Five Reasons You Should Cruise the Ross Sea Immediately

by Oceanwide Expeditions Blog

In our quest for the little-known holiday destination (that’s still popular enough to have its own fully developed spa and gift shop), we travelers sometimes overlook the truly underrated gems this planet has hidden up its sleeve.

The radiant but underrated Ross Sea

In our quest for the little-known holiday destination (that’s still popular enough to have its own fully developed spa and gift shop), we travelers sometimes overlook the truly underrated gems this planet has hidden up its sleeve.

One such gem is the Ross Sea, more than 600,000 square km (246,000 square miles) of sprawling berg-packed bay even many ardent polar enthusiasts never see.

Nestled icily between Antarctica’s Victoria Land and Marie Byrd Land, the Ross Sea is one of the world’s least-visited polar destinations. Its remoteness, severity of weather, and month of unbroken icepack keep it largely removed from the common sheaf of Antarctic “hotspots”.

But that needn’t keep you from seeing it, and here are five reasons why you should.

1. Ross Sea wildlife is among Antarctica’s most abundant

If some of the marquee penguin species (emperors and Adélies, for example) aren’t enough to draw you, consider some other members of the Ross Sea wildlife cast: orcas and minke whales, Weddell and leopard seals, petrels and skuas and near-limitless other seabirds.

With 1,000 invertebrate species, 95 fish species, and 10 mammal species, the Ross Sea will give you more animals to gush over than you’ll have ability or time to gush.

» **EXERCISE AIM**
Reproduce the Ross Sea travel post above word for word, from its title through its final line.

Lines of data:
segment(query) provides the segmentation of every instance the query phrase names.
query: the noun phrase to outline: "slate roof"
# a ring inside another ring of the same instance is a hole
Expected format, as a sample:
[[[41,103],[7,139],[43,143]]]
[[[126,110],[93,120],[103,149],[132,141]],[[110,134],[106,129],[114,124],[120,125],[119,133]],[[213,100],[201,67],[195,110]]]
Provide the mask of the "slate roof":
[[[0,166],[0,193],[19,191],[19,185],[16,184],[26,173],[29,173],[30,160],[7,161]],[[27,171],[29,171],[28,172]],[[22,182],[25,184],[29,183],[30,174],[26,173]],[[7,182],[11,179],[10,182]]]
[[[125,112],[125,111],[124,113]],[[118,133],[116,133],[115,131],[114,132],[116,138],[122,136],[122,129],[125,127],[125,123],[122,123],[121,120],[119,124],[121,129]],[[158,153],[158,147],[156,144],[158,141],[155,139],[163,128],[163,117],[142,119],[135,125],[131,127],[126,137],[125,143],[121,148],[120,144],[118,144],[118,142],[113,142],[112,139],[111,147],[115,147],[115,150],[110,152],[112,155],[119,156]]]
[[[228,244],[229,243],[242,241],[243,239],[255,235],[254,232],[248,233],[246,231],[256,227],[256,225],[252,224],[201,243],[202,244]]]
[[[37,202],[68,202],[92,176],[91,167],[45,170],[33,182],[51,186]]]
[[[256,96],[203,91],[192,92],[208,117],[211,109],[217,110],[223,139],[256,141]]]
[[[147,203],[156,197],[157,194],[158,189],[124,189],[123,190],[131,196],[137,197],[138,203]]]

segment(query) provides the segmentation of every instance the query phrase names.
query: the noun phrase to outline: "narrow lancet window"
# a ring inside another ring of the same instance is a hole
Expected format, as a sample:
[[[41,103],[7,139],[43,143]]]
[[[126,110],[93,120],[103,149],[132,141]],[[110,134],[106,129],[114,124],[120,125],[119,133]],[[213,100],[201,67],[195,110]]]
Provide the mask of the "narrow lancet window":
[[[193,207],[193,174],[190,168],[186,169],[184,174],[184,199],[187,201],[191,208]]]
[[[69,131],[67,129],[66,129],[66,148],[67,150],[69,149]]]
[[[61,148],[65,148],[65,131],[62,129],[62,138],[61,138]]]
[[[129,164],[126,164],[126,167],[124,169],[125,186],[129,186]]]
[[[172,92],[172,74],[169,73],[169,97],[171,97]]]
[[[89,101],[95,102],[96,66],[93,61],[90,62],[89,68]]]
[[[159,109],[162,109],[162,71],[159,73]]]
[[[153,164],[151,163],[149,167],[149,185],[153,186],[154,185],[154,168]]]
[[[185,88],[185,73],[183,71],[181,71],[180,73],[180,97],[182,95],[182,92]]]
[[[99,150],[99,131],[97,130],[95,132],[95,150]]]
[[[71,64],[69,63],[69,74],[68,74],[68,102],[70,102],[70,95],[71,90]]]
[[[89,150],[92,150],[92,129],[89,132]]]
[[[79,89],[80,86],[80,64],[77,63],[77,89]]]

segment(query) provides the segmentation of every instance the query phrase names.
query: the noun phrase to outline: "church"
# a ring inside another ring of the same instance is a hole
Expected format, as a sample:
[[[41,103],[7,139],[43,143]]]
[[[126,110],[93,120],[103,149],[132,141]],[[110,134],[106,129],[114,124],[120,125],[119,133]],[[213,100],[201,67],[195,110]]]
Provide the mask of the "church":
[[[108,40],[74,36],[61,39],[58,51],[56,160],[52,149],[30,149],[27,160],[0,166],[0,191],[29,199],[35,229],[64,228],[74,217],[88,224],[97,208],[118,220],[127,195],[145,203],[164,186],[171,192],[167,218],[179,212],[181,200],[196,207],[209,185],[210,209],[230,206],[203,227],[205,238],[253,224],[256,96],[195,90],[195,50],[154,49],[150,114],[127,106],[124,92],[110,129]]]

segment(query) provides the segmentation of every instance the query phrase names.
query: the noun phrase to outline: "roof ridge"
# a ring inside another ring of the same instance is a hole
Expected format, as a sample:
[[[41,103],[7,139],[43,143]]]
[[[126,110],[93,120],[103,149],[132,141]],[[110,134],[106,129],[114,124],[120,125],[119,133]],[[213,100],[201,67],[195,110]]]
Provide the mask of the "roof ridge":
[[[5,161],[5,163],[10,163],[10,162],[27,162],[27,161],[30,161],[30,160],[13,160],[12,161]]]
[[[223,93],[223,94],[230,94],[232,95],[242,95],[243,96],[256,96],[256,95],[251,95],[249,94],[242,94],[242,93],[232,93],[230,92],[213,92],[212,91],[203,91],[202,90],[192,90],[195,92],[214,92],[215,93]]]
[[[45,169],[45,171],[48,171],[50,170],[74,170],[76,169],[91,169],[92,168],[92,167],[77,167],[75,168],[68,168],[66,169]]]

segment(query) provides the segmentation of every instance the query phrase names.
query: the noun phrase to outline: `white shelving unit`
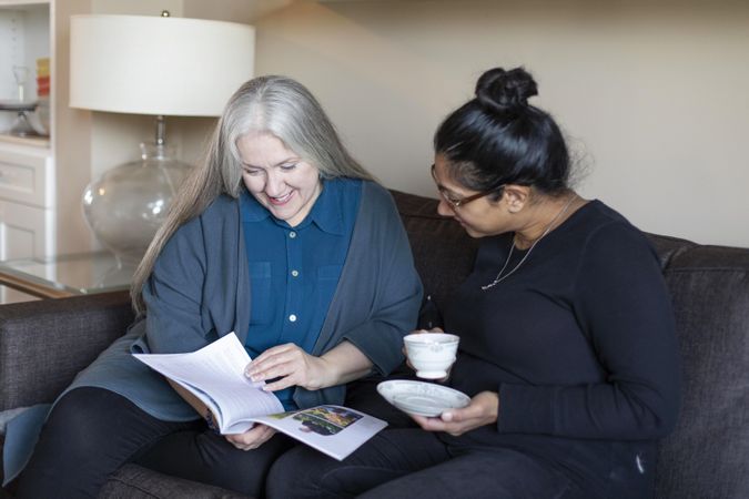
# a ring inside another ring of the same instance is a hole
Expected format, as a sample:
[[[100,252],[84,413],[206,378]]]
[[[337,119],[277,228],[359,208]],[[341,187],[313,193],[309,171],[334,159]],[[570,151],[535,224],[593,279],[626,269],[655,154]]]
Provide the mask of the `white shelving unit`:
[[[68,106],[69,18],[88,0],[0,0],[0,100],[18,100],[13,65],[37,98],[37,59],[50,58],[49,138],[7,133],[0,111],[0,259],[49,257],[90,248],[80,196],[90,179],[90,116]],[[4,132],[4,133],[3,133]]]

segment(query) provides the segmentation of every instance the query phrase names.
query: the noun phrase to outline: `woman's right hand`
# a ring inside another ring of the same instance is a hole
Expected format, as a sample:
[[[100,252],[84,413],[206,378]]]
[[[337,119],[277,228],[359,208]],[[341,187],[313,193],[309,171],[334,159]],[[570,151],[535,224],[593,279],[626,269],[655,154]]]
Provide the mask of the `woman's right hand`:
[[[270,426],[255,425],[243,434],[226,435],[231,445],[240,450],[253,450],[265,444],[275,434]]]

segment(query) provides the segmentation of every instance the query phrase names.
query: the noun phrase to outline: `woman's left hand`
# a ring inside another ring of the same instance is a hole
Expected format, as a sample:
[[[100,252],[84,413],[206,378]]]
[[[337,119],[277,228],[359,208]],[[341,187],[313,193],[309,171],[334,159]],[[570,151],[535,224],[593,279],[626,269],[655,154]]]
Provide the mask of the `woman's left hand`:
[[[253,381],[276,379],[263,387],[276,391],[290,386],[301,386],[316,390],[326,384],[328,366],[325,359],[307,354],[293,343],[269,348],[255,357],[244,369],[245,376]]]
[[[482,391],[470,399],[470,404],[462,409],[449,409],[438,418],[409,415],[427,431],[445,431],[457,437],[466,431],[497,421],[499,395],[496,391]]]

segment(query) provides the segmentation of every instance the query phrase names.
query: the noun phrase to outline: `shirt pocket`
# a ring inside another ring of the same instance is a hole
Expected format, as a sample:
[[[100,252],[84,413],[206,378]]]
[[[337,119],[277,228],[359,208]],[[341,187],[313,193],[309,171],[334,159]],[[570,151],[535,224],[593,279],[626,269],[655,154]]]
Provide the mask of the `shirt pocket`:
[[[322,265],[317,267],[317,309],[325,310],[331,306],[335,288],[338,286],[343,265]],[[326,314],[325,314],[326,315]],[[323,318],[325,317],[323,315]]]
[[[250,263],[250,324],[267,324],[273,316],[271,309],[271,262]]]

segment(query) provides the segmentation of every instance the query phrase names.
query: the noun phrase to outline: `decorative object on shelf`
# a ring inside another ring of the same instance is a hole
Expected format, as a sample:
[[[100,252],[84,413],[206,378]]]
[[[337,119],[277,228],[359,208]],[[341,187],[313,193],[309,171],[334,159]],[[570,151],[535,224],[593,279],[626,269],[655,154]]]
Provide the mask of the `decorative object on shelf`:
[[[163,223],[189,165],[166,146],[164,116],[219,116],[253,75],[253,27],[202,19],[72,16],[70,105],[155,115],[139,161],[91,182],[83,212],[97,238],[136,263]]]
[[[0,101],[0,111],[12,111],[16,113],[16,119],[7,133],[23,138],[49,135],[49,100],[44,100],[43,109],[41,110],[42,115],[40,115],[40,102],[26,99],[26,83],[29,79],[29,68],[26,65],[14,65],[13,78],[18,85],[18,100]]]

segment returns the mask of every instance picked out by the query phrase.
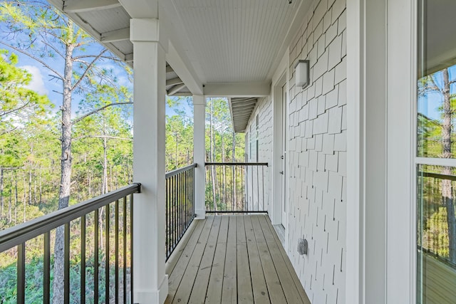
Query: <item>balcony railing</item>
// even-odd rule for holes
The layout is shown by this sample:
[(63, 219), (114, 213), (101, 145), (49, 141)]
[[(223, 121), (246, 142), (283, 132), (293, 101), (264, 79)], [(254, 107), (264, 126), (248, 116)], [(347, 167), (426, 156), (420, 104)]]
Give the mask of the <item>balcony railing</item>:
[[(133, 194), (140, 191), (140, 184), (133, 184), (0, 231), (0, 253), (16, 260), (17, 303), (28, 302), (26, 288), (31, 288), (26, 280), (27, 263), (33, 261), (28, 249), (43, 252), (42, 302), (51, 301), (51, 243), (62, 228), (63, 303), (85, 303), (86, 297), (95, 303), (134, 303)], [(71, 288), (72, 282), (78, 292)]]
[(267, 162), (207, 162), (206, 211), (266, 212)]
[(166, 174), (166, 260), (195, 219), (192, 164)]

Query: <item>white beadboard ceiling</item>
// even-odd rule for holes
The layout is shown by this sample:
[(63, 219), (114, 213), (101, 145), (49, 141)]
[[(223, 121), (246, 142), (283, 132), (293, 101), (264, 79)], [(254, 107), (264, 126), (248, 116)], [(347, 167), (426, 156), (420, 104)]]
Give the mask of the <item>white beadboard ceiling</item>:
[[(124, 4), (128, 3), (125, 8), (118, 0), (48, 1), (122, 60), (133, 64), (133, 46), (129, 29), (131, 16), (128, 12), (142, 11), (140, 6), (145, 5), (146, 0), (121, 0)], [(177, 33), (174, 38), (178, 41), (171, 43), (180, 45), (180, 55), (188, 59), (190, 70), (195, 71), (193, 78), (197, 79), (195, 82), (228, 86), (242, 84), (244, 90), (247, 88), (244, 92), (249, 93), (234, 92), (232, 97), (236, 98), (230, 100), (234, 129), (244, 131), (257, 98), (261, 96), (252, 94), (253, 88), (258, 88), (259, 83), (270, 84), (274, 69), (293, 31), (297, 31), (296, 26), (302, 22), (297, 16), (303, 16), (303, 8), (311, 0), (158, 1), (160, 16), (167, 18), (160, 26), (165, 27), (165, 31)], [(168, 29), (167, 26), (173, 28)], [(185, 77), (189, 79), (188, 75)], [(241, 87), (237, 88), (239, 90)], [(169, 95), (192, 95), (168, 63), (166, 90)]]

» **SOLUTION BELOW**
Five Reasons You Should Cruise the Ross Sea Immediately

by Oceanwide Expeditions Blog

In our quest for the little-known holiday destination (that’s still popular enough to have its own fully developed spa and gift shop), we travelers sometimes overlook the truly underrated gems this planet has hidden up its sleeve.

The radiant but underrated Ross Sea

In our quest for the little-known holiday destination (that’s still popular enough to have its own fully developed spa and gift shop), we travelers sometimes overlook the truly underrated gems this planet has hidden up its sleeve.

One such gem is the Ross Sea, more than 600,000 square km (246,000 square miles) of sprawling berg-packed bay even many ardent polar enthusiasts never see.

Nestled icily between Antarctica’s Victoria Land and Marie Byrd Land, the Ross Sea is one of the world’s least-visited polar destinations. Its remoteness, severity of weather, and month of unbroken icepack keep it largely removed from the common sheaf of Antarctic “hotspots”.

But that needn’t keep you from seeing it, and here are five reasons why you should.

1. Ross Sea wildlife is among Antarctica’s most abundant

If some of the marquee penguin species (emperors and Adélies, for example) aren’t enough to draw you, consider some other members of the Ross Sea wildlife cast: orcas and minke whales, Weddell and leopard seals, petrels and skuas and near-limitless other seabirds.

With 1,000 invertebrate species, 95 fish species, and 10 mammal species, the Ross Sea will give you more animals to gush over than you’ll have ability or time to gush.